==== Source material
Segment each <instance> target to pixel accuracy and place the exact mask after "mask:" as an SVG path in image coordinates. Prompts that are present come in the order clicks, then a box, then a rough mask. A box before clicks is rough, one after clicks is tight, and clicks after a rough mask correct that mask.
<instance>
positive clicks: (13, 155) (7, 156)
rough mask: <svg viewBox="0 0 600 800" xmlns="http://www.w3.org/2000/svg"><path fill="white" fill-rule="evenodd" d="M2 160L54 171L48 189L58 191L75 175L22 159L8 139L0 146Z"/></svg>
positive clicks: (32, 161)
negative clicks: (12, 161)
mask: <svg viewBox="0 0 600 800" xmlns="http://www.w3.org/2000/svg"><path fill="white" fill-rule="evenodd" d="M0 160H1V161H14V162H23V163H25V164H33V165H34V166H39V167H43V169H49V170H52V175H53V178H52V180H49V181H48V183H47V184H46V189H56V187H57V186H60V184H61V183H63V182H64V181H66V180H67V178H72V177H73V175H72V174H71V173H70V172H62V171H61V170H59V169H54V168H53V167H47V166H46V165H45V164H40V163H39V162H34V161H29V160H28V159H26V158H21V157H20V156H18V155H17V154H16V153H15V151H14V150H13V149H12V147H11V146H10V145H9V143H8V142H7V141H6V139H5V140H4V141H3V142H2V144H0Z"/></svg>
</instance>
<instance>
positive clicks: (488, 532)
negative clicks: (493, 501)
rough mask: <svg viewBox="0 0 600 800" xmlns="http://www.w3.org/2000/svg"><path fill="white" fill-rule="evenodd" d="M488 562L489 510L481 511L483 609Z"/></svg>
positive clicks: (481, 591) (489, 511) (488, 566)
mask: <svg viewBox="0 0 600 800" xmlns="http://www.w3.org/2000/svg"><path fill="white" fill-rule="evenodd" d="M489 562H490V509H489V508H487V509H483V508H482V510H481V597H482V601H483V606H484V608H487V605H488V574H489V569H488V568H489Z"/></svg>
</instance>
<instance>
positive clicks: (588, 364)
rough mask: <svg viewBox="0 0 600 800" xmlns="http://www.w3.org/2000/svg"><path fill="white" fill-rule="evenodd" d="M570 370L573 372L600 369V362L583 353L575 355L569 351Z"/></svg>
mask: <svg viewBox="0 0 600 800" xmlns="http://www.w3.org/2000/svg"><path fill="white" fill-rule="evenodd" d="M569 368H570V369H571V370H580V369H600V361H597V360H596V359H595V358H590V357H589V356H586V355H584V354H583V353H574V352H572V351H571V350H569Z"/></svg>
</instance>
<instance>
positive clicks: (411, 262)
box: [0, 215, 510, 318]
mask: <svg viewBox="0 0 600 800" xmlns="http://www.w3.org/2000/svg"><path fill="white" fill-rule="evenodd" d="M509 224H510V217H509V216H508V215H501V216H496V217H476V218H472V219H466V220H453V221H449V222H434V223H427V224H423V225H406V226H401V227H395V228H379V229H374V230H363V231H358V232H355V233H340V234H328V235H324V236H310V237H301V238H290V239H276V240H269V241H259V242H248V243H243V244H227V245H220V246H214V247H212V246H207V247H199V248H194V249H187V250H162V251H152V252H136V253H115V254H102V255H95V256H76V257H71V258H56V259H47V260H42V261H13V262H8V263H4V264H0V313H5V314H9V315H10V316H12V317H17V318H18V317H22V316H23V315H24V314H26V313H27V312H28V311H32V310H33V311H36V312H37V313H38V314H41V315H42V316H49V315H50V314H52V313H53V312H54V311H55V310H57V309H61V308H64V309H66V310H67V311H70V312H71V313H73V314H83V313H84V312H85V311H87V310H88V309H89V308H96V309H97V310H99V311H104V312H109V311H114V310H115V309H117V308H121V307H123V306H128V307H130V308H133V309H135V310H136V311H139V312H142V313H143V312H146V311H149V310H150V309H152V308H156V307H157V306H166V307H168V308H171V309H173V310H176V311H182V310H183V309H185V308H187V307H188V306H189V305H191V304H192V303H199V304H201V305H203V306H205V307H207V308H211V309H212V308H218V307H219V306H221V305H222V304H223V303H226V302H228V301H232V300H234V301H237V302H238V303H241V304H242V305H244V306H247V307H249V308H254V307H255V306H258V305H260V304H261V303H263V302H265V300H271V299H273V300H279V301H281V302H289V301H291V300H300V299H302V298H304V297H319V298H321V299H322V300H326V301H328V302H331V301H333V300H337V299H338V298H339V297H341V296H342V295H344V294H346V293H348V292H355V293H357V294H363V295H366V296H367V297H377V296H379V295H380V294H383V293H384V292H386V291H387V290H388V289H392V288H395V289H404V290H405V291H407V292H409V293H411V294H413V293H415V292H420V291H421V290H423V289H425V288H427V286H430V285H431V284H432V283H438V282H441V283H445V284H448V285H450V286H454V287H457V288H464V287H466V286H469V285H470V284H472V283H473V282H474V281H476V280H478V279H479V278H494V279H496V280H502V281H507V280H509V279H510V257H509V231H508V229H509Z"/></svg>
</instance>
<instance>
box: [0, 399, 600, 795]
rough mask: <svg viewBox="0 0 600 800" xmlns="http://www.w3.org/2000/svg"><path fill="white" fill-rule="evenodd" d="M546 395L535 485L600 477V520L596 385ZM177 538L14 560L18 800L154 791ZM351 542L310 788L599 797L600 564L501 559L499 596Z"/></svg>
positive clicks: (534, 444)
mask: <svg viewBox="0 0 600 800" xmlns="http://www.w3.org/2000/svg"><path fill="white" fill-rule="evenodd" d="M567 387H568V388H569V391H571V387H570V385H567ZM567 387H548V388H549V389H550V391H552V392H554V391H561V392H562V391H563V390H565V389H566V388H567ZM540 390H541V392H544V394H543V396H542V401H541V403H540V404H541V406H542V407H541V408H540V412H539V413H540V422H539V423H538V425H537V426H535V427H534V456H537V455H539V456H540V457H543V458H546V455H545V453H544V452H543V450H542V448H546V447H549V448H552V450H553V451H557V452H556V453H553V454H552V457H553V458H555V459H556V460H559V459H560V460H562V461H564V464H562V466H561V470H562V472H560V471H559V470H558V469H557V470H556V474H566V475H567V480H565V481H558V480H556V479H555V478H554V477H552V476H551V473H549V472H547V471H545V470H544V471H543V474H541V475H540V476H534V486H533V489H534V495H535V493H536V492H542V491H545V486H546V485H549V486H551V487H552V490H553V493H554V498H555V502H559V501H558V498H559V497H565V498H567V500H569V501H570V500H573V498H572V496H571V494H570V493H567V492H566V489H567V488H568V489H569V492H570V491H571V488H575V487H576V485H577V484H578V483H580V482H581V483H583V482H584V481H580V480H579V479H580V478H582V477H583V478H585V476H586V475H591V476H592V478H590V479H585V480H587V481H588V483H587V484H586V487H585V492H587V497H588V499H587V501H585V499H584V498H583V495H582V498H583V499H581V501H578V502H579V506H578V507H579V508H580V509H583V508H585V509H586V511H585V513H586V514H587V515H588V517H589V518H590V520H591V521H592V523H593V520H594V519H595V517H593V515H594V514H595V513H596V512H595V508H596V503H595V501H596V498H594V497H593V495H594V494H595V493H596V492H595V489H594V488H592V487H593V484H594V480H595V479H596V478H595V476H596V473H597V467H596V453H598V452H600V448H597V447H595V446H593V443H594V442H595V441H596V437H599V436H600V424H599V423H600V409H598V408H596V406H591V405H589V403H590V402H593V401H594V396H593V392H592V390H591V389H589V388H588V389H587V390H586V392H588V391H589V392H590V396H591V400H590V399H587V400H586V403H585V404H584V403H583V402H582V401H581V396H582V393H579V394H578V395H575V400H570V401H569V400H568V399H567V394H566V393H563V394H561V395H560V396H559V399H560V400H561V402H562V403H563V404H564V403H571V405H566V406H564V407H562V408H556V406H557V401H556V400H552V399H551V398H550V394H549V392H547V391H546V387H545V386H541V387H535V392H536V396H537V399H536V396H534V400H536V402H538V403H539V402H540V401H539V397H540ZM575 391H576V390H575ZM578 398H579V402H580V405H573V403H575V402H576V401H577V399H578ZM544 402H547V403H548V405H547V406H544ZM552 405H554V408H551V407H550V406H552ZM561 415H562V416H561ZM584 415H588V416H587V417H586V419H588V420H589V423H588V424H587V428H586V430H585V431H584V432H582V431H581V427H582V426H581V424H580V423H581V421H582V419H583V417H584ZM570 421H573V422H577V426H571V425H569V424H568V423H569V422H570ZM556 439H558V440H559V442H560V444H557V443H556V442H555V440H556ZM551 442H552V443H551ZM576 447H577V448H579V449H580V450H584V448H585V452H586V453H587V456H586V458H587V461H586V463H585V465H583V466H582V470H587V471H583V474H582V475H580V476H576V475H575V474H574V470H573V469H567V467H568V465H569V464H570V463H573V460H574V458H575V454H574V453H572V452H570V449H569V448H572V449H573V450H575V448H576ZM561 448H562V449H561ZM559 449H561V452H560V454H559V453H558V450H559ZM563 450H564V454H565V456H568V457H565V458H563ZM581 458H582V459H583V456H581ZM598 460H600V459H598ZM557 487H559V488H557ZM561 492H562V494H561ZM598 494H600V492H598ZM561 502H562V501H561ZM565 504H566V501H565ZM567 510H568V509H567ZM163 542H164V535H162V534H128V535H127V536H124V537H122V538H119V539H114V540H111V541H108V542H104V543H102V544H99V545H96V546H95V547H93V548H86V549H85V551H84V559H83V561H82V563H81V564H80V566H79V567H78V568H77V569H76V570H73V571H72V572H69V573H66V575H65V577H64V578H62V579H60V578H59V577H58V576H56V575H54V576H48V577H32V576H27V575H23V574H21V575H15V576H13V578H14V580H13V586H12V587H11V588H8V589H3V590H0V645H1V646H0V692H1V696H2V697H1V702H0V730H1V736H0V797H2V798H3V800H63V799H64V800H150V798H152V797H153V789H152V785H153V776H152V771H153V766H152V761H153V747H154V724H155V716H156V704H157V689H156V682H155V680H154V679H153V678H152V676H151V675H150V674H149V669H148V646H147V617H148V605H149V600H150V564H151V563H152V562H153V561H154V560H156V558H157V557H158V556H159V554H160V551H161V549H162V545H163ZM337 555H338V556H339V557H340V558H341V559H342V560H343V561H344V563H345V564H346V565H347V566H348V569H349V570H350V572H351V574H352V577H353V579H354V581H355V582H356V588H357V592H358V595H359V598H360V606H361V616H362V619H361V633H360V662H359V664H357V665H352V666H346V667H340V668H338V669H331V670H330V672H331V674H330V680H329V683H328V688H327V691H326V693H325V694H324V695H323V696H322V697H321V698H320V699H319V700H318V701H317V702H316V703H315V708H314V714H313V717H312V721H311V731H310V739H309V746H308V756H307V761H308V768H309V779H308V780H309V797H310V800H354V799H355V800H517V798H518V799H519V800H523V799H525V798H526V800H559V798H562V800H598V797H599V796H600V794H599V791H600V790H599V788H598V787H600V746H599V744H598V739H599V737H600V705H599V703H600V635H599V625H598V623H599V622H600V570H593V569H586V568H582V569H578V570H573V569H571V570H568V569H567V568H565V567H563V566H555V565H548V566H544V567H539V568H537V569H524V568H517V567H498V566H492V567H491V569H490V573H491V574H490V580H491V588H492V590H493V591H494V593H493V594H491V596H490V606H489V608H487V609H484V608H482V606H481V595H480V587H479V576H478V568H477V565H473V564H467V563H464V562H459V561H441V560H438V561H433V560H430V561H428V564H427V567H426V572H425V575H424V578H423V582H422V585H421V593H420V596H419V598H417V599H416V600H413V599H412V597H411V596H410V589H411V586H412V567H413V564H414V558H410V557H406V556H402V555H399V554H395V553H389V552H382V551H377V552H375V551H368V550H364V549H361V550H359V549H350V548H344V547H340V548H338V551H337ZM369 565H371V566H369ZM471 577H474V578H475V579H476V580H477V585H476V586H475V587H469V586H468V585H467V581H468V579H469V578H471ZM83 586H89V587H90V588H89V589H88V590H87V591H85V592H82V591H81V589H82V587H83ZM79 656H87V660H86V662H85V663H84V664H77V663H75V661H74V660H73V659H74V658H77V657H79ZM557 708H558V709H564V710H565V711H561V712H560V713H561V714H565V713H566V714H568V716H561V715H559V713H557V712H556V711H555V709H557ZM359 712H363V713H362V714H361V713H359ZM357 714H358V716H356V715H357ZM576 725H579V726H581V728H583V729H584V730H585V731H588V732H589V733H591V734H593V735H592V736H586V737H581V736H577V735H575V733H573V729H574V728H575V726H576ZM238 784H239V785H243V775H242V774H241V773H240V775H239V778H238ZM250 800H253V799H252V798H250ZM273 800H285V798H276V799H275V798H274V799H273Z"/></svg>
========
**Brief:**
Please count the lines in the rows above that contain the string "clicks", treating uppercase and lowercase as different, and reply with only that number.

**Exercise solution:**
10